[Source material — start]

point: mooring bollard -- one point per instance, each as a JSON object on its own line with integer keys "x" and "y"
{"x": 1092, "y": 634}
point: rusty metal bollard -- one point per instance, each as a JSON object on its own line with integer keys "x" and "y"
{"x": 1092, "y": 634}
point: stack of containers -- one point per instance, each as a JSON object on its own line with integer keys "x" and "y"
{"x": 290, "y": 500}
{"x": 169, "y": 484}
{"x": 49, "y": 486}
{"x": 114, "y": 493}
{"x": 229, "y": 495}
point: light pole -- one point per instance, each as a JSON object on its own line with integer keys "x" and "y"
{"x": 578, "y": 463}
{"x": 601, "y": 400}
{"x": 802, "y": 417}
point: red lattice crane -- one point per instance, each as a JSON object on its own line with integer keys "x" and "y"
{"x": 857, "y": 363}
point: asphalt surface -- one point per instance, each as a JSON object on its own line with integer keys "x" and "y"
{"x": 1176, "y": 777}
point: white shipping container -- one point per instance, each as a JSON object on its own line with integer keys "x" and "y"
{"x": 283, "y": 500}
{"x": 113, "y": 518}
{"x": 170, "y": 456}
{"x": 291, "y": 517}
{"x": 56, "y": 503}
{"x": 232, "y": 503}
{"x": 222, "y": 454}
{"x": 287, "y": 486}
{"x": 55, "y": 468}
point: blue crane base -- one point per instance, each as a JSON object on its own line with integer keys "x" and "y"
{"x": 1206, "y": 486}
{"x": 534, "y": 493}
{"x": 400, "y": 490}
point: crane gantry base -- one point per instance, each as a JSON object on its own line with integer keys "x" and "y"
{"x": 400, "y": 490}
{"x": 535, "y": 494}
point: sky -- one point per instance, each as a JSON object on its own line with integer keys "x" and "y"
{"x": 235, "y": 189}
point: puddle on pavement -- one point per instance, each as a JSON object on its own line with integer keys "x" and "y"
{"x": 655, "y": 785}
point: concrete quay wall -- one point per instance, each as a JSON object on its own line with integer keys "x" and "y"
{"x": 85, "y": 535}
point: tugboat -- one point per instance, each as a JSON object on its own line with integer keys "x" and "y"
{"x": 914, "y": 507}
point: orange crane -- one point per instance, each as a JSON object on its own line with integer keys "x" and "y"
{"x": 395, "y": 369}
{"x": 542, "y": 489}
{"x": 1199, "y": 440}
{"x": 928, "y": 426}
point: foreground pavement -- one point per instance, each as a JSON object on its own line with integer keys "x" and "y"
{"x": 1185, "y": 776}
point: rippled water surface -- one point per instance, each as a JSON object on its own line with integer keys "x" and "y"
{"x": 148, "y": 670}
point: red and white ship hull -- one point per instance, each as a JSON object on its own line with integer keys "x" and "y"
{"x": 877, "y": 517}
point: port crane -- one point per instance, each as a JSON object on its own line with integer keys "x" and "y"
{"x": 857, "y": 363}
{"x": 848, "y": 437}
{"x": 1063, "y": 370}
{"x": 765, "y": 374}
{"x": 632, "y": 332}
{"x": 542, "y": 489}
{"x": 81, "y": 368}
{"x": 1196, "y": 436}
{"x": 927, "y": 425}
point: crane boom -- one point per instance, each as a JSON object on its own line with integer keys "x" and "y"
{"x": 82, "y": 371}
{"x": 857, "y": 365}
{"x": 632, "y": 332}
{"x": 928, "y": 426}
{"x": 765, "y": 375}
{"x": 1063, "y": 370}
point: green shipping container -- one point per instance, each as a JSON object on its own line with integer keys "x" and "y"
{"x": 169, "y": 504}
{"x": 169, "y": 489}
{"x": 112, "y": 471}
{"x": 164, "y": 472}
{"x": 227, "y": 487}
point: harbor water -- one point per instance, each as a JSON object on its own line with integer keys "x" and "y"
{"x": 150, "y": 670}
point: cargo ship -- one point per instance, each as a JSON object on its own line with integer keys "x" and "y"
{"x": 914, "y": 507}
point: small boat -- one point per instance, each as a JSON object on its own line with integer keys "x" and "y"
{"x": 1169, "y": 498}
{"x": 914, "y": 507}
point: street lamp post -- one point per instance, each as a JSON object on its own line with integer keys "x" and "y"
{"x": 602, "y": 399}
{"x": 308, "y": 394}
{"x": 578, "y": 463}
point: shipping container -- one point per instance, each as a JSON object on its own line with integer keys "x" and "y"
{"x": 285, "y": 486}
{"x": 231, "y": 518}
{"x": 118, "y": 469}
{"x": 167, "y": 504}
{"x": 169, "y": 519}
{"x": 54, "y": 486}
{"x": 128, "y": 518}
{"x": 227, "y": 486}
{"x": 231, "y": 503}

[Source material — finish]

▶ Task prompt
Each record above should be output again exactly.

▶ Answer to this exercise
point: mooring bollard -- one point per instance, each as a JSON object on its own line with integer keys "x" and "y"
{"x": 1092, "y": 634}
point: rusty metal bollard -- one point per instance, each as a JSON object on its own line with integer keys "x" and "y"
{"x": 1092, "y": 634}
point: stack of containers -- one point per instance, each as a JSON object on its own line with integer keys "x" and "y"
{"x": 290, "y": 500}
{"x": 169, "y": 484}
{"x": 49, "y": 486}
{"x": 114, "y": 493}
{"x": 229, "y": 495}
point: light pole -- one point per instance, each as a JSON object on its own line with integer keys "x" and "y"
{"x": 578, "y": 463}
{"x": 601, "y": 400}
{"x": 802, "y": 417}
point: red lattice crane -- one point per instance, each as a JSON object on its own line with integer keys "x" and "y"
{"x": 857, "y": 363}
point: asphalt surface -- one point per instance, each as a JSON object on its own line with integer keys "x" and "y"
{"x": 1176, "y": 777}
point: white shipping container -- one point per instance, each as a JSON object on its own line with integer keys "x" and "y"
{"x": 283, "y": 500}
{"x": 113, "y": 518}
{"x": 170, "y": 456}
{"x": 291, "y": 517}
{"x": 56, "y": 503}
{"x": 232, "y": 503}
{"x": 222, "y": 454}
{"x": 287, "y": 486}
{"x": 55, "y": 468}
point: blue crane base -- one point per instance, each as a JSON object on its own line with integer keys "x" and "y"
{"x": 1206, "y": 486}
{"x": 534, "y": 493}
{"x": 400, "y": 490}
point: crane gantry base -- one point per instance, each as a JSON object on its own line with integer keys "x" and "y"
{"x": 400, "y": 490}
{"x": 535, "y": 494}
point: sky -- one point per instance, each as a JSON object on its own line with integer keys "x" and "y"
{"x": 235, "y": 189}
point: puddle on pavement -- one point per instance, each as a JSON object on its own line with integer keys "x" and "y"
{"x": 655, "y": 785}
point: concrete quay wall -- one point per instance, each as a JSON object on its own line with integer keys "x" and "y"
{"x": 85, "y": 535}
point: tugboat -- one point per instance, each as a JSON object on its own line with integer keys "x" and "y"
{"x": 914, "y": 507}
point: orange crane -- one point per instance, each as a JSON object on its own line with integer keys "x" and "y"
{"x": 395, "y": 369}
{"x": 542, "y": 489}
{"x": 1199, "y": 440}
{"x": 928, "y": 426}
point: foreground pavement -- one point per instance, each as a JSON object on its own line with integer keys "x" and "y"
{"x": 1185, "y": 776}
point: rippled water surface -- one point per instance, each as a JSON object on its own line with integer keys "x" and "y"
{"x": 148, "y": 670}
point: red and white ship hull -- one point per instance, each as a JSON object on its own line with integer keys "x" and "y"
{"x": 877, "y": 517}
point: port crane -- one point per instance, each as a JSON object on its own line with integer keys "x" and "y"
{"x": 857, "y": 363}
{"x": 848, "y": 437}
{"x": 1063, "y": 370}
{"x": 765, "y": 374}
{"x": 632, "y": 332}
{"x": 542, "y": 489}
{"x": 81, "y": 368}
{"x": 1196, "y": 436}
{"x": 927, "y": 425}
point: crane boom -- one point per instance, each as a JSON object on its own line with integer keys "x" and "y"
{"x": 82, "y": 371}
{"x": 857, "y": 365}
{"x": 632, "y": 332}
{"x": 928, "y": 426}
{"x": 765, "y": 375}
{"x": 1063, "y": 370}
point: green shipping container -- one point per instance, each as a JSON object on its own line with integer keys "x" and "y"
{"x": 169, "y": 504}
{"x": 169, "y": 489}
{"x": 112, "y": 471}
{"x": 164, "y": 472}
{"x": 227, "y": 487}
point: harbor water -- one point per instance, each as a JSON object on its own line with integer keys "x" and "y"
{"x": 150, "y": 670}
point: cargo ship -- one point per instance, each as a JSON object on its own line with integer keys "x" and "y"
{"x": 914, "y": 507}
point: small boat -- one point per instance, each as a JSON object on its own line with integer keys "x" and "y"
{"x": 1169, "y": 498}
{"x": 914, "y": 507}
point: street lamp post -- one point per instance, each as a JSON object on its own line with integer keys "x" and "y"
{"x": 602, "y": 399}
{"x": 308, "y": 394}
{"x": 578, "y": 463}
point: shipping container -- one point per instance, each as a JSON object on its own line with integer keys "x" and "y"
{"x": 285, "y": 486}
{"x": 231, "y": 518}
{"x": 118, "y": 469}
{"x": 167, "y": 504}
{"x": 169, "y": 519}
{"x": 54, "y": 486}
{"x": 128, "y": 518}
{"x": 227, "y": 486}
{"x": 231, "y": 503}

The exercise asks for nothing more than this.